▸ ЧТО СДЕЛАТЬ
1: Выведите отрывок из текста о нормировании языка между словами "Последовательно менявшие друг" и "наших территориальных диалектов." включительно.
2: Как в тексте о нормировании языка в рабочем порядке назван принцип, на котором построена индийская традиция?
3: Продолжите текст о нормировании языка после его последнего предложения.

▸ ИСХОДНЫЙ ТЕКСТ
------
И те и другие при этом говорят о необходимости вести разумную языковую политику. Но какую? Запретительную? Разрешительную? Превентивно-регулирующую? Что есть нормирование, кодификация в наши дни?
Вкратце изложу свое мнение на этот счет.
Русская традиция нормирования языка, при всем ее богатстве и многогранности, есть, в сущности, традиция, во-первых, европейская, и, во-творых, классицистическая. Несколько сгущая краски, можно утверждать, что это преимущественно “галлоцентрическая” традиция. То, что было начато поэтами Плеяды, затем развито пуристами и наконец отлито в классицистический канон Н.Буало и последователями, — все это и есть русская (российская) традиция кодифицирования языка. Она глубинно не изменилась со времен ломоносовского “трехштилья”.
Онтологическая сущность европейской “нормософии” заключается в представлении о своего рода трансцендентальности, незыблемости нормы. Все понимают, что речь, а затем и язык изменяются. Но изменение нормы воспринимается в рамках данной доктрины исключительно механистически. То есть одни слова, формы, конструкции в язык как бы “входят” на законных правах неологизмов, другие — “выходят” как устаревшие. Получается нечто вроде “вечного нормативного сосуда”, в котором периодически понемногу меняют “воду”. Все опять же понимают, что русский литературный язык развивается. Но последние два с лишним века жизни русской языковой нормы, изученные и описанные нашей лингвистикой достаточно полно и обстоятельно, тем не менее, осмыслены как некий “количественный” линейный процесс, где “количество” не переходит в “качество”. Вспышки эсхатологических опасений сменялись жизнеутверждающими диагнозами, и наоборот. Но не более того. Есть множество интереснейших периодизаций истории русского литературного языка, но все они строятся по принципу преемственности (“Пушкин роди Гоголя”, “Гоголь роди …” и т.д.), что по сути конечно же верно, но не позволяет ответить на ряд совершенно “детских” вопросов. Например, почему Радищев и Булгаков, пушкинский “Пророк” и шукшинский “Чудик” стоят в школьной программе рядом, вернее, выступают в одном “лингвоонтологическом” статусе.
В отличие от европейской традиции индийская, к примеру, построена по принципу, который можно в рабочем порядке назвать принципом ретроспективной мультинормы.
Последовательно менявшие друг друга в индийской традиции ведийский язык, ведийский санскрит, эпический санскрит, классический санскрит, различные другие модификации санскрита (типа буддийского и джайнского), наконец, современный хинди — все это как бы историческое, ретроспективное содружество норм, которые, кстати, мирно сосуществовали с пракритами, которые являются аналогами наших территориальных диалектов.
------
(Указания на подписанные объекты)
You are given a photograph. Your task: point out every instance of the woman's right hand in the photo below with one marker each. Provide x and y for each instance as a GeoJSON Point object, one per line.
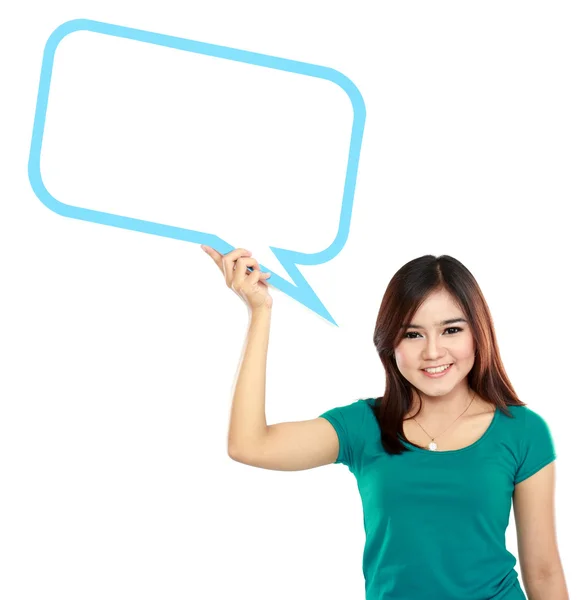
{"type": "Point", "coordinates": [250, 286]}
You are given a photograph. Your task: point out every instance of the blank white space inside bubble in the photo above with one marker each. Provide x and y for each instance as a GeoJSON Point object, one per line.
{"type": "Point", "coordinates": [255, 155]}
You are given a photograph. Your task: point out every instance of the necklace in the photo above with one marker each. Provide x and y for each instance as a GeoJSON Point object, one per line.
{"type": "Point", "coordinates": [432, 445]}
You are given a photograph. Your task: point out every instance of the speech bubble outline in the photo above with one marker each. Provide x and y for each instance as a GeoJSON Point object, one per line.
{"type": "Point", "coordinates": [301, 291]}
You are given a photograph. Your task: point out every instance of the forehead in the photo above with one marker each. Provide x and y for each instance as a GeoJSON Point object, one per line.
{"type": "Point", "coordinates": [438, 306]}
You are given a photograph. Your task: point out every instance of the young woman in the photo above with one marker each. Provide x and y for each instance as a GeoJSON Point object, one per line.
{"type": "Point", "coordinates": [439, 458]}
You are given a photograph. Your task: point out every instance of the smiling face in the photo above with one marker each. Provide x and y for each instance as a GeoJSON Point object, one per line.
{"type": "Point", "coordinates": [437, 336]}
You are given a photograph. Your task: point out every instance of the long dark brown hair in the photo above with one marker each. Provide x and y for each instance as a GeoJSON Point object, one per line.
{"type": "Point", "coordinates": [406, 291]}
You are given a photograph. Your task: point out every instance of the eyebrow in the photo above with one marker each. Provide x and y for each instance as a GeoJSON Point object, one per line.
{"type": "Point", "coordinates": [446, 322]}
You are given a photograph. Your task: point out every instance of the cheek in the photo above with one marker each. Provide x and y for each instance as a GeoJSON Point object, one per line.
{"type": "Point", "coordinates": [466, 350]}
{"type": "Point", "coordinates": [401, 359]}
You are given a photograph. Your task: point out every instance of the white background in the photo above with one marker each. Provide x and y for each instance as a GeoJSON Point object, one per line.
{"type": "Point", "coordinates": [120, 349]}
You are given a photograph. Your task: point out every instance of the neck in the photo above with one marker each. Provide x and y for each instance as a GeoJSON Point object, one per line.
{"type": "Point", "coordinates": [449, 405]}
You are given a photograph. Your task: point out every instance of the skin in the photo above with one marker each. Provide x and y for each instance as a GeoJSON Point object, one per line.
{"type": "Point", "coordinates": [431, 345]}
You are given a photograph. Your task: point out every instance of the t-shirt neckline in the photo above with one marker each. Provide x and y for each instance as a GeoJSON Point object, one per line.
{"type": "Point", "coordinates": [473, 445]}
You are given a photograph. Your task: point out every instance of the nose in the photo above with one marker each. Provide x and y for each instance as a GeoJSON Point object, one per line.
{"type": "Point", "coordinates": [433, 348]}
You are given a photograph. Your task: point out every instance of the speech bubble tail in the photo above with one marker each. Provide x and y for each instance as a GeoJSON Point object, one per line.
{"type": "Point", "coordinates": [301, 291]}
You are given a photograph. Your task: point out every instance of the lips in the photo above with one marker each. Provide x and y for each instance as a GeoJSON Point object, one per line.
{"type": "Point", "coordinates": [438, 374]}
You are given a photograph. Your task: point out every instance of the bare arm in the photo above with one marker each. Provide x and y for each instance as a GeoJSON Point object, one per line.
{"type": "Point", "coordinates": [248, 426]}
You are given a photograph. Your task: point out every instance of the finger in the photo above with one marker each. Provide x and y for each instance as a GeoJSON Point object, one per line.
{"type": "Point", "coordinates": [240, 272]}
{"type": "Point", "coordinates": [219, 258]}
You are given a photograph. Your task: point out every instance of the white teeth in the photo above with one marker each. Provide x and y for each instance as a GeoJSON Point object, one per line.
{"type": "Point", "coordinates": [437, 369]}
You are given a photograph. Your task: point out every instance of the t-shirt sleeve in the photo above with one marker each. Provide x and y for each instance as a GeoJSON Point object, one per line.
{"type": "Point", "coordinates": [537, 448]}
{"type": "Point", "coordinates": [348, 422]}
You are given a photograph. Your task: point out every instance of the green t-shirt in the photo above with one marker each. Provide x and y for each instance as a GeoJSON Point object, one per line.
{"type": "Point", "coordinates": [435, 521]}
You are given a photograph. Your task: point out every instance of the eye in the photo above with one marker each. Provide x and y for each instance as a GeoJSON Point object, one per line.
{"type": "Point", "coordinates": [458, 329]}
{"type": "Point", "coordinates": [416, 333]}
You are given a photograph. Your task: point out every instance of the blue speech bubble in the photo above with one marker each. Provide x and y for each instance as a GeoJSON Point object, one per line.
{"type": "Point", "coordinates": [301, 291]}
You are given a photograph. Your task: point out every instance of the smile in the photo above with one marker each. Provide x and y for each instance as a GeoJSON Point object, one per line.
{"type": "Point", "coordinates": [437, 371]}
------
▸ ОТВЕТЫ ПО ПОРЯДКУ
1:
Последовательно менявшие друг друга в индийской традиции ведийский язык, ведийский санскрит, эпический санскрит, классический санскрит, различные другие модификации санскрита (типа буддийского и джайнского), наконец, современный хинди — все это как бы историческое, ретроспективное содружество норм, которые, кстати, мирно сосуществовали с пракритами, которые являются аналогами наших территориальных диалектов.

2: Принцип ретроспективной мультинормы.

3:
Любой современный образованный индус знает что-нибудь из “Бхагавадгиты”, то есть из эпического санскрита “Махабхараты”. В сущности это то же наше “Мой дядя самых честных правил…”. (“Отче наш” или “Боян бо вещий” — это, скорее, “русский ведийский”). Конечно, в данном случае речь идет о тысячелетнем развитии языка, а не о нескольких веках, как в нашем случае. Но, на мой взгляд, современные попытки объединить Фонвизина с Пелевиным как некое потенциальное единое нормативное целое не вполне корректны.
Думаю, можно, как минимум, говорить о классическом русском нормативном языке и о новом русском языке. Или: о первой норме и второй норме. Термины, разумеется, условны. “Первая норма” — это классика XIX века и многое из XX (составить перечень текстов, определяющих норму, — дело не такое уж легкое и, главное, долгое, на которое здесь нет места; ограничусь констатацией). “Вторая норма” — это многое из XX века, и находится она сейчас в стадии формирования. Вероятно (и эта мысль уже неоднократно уже выдвигалась лингвистами), “норма-2” будет не только и не столько “литературным языком”, сколько языком СМИ, Интернета. Повторю: Россия продолжает быть логоцентричной страной, но мы должны признать, что литературоцентричной она быть перестала.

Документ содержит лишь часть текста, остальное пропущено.